• _Task_: Print verbatim every line starting at the one that contains "Point out the beard" and ending at the final line of the records; include both endpoints.

(Stored items)
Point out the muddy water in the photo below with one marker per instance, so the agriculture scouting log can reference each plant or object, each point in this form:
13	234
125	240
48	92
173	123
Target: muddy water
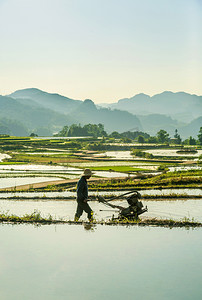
70	262
11	182
177	210
105	193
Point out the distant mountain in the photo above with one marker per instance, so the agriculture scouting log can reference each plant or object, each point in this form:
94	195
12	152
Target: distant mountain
113	120
39	110
31	115
154	122
192	129
180	106
46	113
54	102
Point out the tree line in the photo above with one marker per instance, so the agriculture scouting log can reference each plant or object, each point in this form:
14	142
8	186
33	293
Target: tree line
97	130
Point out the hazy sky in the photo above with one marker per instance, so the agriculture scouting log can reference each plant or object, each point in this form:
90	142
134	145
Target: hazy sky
101	49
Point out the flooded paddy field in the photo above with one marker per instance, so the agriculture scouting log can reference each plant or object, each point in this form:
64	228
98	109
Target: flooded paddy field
65	208
12	182
100	262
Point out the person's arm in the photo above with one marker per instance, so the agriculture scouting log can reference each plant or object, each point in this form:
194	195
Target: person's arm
81	187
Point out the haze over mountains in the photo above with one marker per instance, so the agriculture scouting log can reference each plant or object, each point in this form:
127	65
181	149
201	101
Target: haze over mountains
33	110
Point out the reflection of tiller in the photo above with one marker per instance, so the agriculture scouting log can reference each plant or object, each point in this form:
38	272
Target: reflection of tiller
134	209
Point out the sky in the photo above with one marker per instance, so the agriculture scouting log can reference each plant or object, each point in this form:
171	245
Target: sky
103	50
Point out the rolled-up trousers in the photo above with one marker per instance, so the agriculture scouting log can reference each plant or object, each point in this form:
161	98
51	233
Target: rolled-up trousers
83	206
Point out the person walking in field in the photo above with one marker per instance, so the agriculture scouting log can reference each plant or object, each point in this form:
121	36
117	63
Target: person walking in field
82	196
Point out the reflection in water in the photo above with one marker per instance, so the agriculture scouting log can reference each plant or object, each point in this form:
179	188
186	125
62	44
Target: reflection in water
89	226
177	210
109	263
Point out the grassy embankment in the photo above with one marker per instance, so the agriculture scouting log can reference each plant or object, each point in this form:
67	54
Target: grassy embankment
36	219
180	179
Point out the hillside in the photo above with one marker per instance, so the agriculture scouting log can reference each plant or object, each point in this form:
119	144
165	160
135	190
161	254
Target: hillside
180	106
54	102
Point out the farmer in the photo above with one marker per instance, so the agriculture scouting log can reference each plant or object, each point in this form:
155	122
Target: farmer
82	196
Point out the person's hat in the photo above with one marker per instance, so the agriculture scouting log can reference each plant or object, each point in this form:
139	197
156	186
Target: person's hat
87	172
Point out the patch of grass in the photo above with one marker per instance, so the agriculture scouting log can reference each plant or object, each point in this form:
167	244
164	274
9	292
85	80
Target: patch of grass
124	169
36	219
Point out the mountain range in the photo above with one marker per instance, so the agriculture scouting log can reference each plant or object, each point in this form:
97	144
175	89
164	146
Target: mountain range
33	110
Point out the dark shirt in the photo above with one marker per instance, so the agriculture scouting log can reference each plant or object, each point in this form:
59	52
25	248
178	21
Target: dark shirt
82	189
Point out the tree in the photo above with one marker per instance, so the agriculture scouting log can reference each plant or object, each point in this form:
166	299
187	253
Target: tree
192	141
140	139
177	137
162	136
200	136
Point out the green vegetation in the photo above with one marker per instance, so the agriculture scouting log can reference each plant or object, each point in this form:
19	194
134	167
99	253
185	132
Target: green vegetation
140	153
124	169
169	180
36	219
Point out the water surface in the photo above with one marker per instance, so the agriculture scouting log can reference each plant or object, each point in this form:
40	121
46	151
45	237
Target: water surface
70	262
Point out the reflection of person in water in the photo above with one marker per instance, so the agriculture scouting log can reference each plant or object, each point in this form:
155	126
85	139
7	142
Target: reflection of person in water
82	196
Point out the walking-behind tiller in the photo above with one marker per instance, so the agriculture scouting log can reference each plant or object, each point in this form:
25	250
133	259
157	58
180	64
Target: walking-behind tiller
131	212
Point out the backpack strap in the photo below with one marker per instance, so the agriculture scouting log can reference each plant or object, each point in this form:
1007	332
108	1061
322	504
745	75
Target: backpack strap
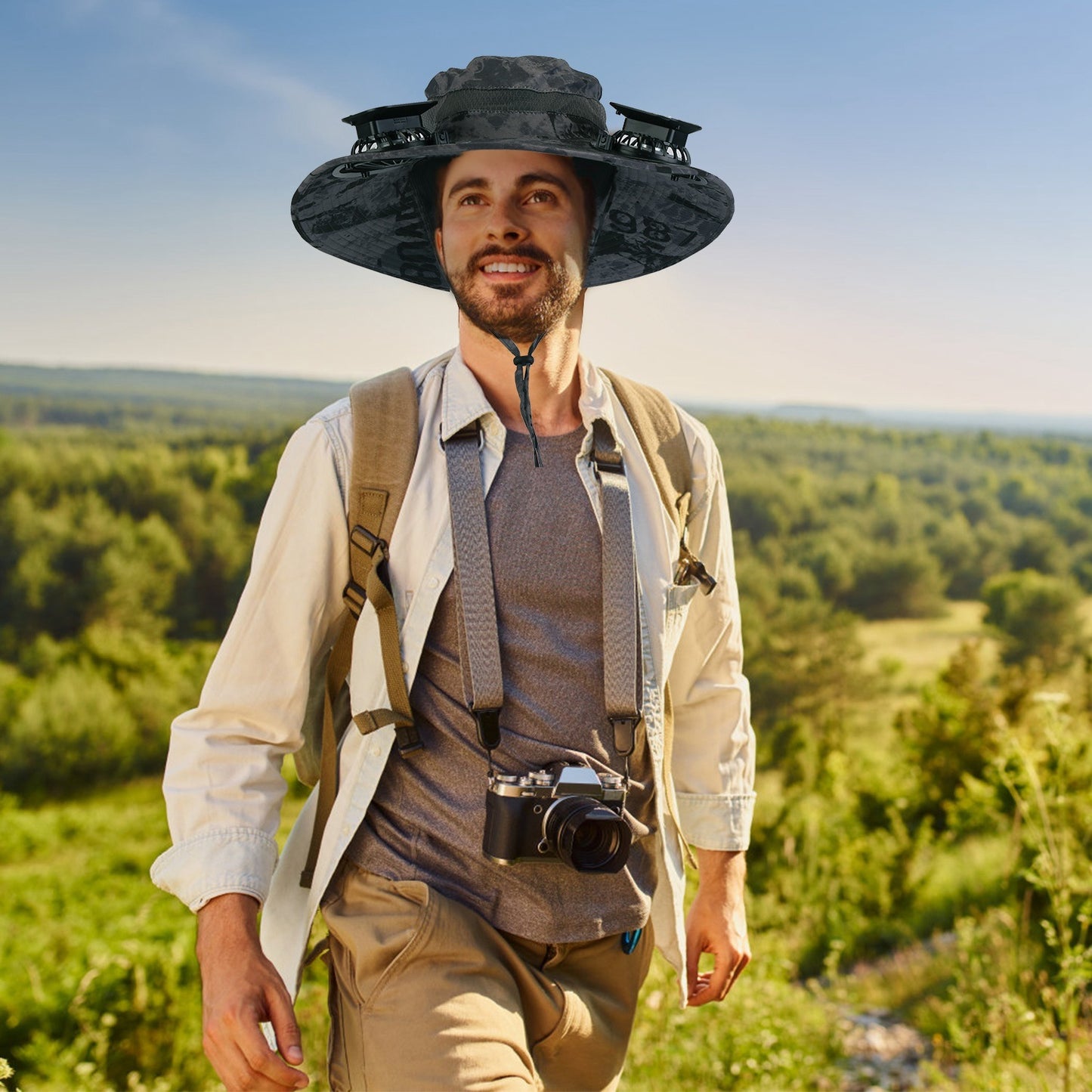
385	448
657	422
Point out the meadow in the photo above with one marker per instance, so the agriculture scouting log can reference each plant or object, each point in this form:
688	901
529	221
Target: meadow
917	613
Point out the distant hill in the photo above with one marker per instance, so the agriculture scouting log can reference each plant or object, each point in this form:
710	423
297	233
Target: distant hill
125	398
134	398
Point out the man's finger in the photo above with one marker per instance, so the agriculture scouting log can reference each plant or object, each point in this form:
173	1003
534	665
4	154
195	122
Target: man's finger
723	966
694	949
262	1060
283	1018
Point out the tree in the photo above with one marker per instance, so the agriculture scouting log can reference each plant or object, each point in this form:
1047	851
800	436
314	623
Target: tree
1035	615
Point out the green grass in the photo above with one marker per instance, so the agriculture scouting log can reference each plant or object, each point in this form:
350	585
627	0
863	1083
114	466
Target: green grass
911	650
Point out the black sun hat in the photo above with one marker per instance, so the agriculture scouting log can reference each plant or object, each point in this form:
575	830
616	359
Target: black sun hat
375	206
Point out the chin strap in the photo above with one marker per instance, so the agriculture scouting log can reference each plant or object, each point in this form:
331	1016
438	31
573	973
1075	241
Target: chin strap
522	368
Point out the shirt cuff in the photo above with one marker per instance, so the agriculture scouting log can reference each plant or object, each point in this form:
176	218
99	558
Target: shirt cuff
227	859
716	822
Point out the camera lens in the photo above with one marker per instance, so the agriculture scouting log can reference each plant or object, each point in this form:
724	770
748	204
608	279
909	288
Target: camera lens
588	836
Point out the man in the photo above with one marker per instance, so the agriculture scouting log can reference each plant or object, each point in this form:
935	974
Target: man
448	969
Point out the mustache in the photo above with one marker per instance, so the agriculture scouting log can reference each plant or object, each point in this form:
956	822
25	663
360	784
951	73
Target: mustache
527	250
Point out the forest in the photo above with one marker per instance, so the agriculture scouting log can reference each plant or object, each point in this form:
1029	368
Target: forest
917	610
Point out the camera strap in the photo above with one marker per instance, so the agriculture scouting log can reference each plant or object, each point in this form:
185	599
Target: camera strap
480	643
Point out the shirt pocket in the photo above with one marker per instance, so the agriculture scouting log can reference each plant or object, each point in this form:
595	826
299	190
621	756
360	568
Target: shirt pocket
677	605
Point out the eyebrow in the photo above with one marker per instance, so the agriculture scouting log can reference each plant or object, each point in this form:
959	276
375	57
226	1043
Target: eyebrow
522	181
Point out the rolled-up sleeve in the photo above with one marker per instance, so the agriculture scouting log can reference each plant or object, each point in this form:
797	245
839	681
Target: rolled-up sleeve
223	783
713	755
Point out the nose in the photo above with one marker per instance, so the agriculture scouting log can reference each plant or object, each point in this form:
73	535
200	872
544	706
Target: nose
507	224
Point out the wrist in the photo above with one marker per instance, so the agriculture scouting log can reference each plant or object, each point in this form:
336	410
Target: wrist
721	871
230	918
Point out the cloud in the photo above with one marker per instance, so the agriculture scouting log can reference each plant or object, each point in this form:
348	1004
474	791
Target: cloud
216	54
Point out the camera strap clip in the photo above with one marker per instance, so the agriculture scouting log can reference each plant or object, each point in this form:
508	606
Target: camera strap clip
488	721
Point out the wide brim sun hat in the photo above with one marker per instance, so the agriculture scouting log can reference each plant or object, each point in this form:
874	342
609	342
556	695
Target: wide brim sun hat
376	206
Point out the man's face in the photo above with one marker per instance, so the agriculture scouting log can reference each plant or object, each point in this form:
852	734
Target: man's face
513	240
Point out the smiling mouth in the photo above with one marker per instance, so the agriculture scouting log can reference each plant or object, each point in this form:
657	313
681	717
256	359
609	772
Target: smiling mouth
509	271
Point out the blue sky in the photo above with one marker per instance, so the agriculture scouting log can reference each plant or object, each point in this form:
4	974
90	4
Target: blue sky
912	184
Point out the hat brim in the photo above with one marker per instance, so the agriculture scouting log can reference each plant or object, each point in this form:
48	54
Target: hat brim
367	210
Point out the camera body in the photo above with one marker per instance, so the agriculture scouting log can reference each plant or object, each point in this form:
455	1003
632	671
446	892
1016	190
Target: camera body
572	815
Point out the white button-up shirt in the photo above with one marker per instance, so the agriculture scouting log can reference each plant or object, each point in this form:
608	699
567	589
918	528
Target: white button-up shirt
223	782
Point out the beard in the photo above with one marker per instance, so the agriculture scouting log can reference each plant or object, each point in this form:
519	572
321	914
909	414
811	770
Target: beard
509	309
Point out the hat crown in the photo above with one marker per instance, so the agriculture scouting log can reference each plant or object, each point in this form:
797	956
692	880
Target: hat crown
515	73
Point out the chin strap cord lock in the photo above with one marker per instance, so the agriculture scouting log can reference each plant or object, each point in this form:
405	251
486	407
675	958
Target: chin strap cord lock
523	362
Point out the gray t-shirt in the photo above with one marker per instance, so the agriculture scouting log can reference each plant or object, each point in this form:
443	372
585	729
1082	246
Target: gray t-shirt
427	817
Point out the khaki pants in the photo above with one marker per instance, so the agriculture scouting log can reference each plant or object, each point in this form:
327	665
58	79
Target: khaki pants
425	994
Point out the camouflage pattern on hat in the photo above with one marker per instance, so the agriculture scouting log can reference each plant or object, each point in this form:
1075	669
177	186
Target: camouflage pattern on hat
368	209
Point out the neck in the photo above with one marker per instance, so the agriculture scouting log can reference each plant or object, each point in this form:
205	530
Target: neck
554	380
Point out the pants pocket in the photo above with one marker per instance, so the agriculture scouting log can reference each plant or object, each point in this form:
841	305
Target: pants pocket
376	927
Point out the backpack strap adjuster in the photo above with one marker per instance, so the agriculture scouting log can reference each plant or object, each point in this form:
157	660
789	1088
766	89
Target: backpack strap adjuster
372	545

• _Full response_:
Point out the beard in the photo above with one marker per instance, so the agriculture scouting log can reference each plant or object, each point in this form:
519	572
321	914
909	414
811	770
Target: beard
509	309
Point out the hat crown in the photo above with one marker per instance, so the agriculture scouting log can reference each plant or object, each point in this form:
797	956
692	880
Target: hat crown
515	73
Point out the chin strap cord lock in the photo above with one marker per instance, so the agriculture scouting log can reference each plant or object, each point in this form:
405	251
486	407
675	958
Target: chin strap cord lock
523	362
Point out the gray t-shirt in the photo above with one marker per instance, so the agriculture scouting log can reference each plant or object, each point in this form:
443	372
585	729
1082	246
Target: gray t-shirt
427	817
Point out the khaki pants in the photo above with one marker per instance, so the agriculture scouting log can reference each plant or object, each point in this form:
327	665
58	79
Target: khaki pants
425	994
Point out the camouflage pattern on hat in the photo above with one marker per instance, so the agriculture scouting log can reference each plant or object, each point in this form:
1075	669
177	186
Target: camouflage pattern on hat
368	209
Point out the neck in the photo above with one marker per instance, so the agriculture scouting log can reference each plant or object, each point in this form:
205	530
Target: neck
554	380
Point out the pants pocket in the photo above with one marker per instance, so the agriculture scouting log can reference each plant or object, each point in this form:
841	305
Target: pants pocket
376	927
Point out the backpack strap adjuster in the photo above with one marker per instance, so the agriculture scouting log can reference each plant or object, each point in this form:
157	660
789	1088
766	89
Target: backpack strap adjuster
372	545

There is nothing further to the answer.